(Collection entries)
· · · ·

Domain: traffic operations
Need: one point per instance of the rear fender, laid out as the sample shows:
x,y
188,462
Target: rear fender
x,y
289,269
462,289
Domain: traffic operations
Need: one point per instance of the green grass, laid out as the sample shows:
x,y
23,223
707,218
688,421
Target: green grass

· · · ·

INSTRUCTIONS TO FOLLOW: Write out the data once more, word for word.

RESULT:
Domain: traffic operations
Need: one point per instance of the rear fender, laid out as the sample shows:
x,y
188,462
Target: rear fender
x,y
289,269
462,289
Domain: traffic operations
Need: one point per instance of the green grass, laid out as the sample shows:
x,y
23,223
707,218
688,421
Target: green grass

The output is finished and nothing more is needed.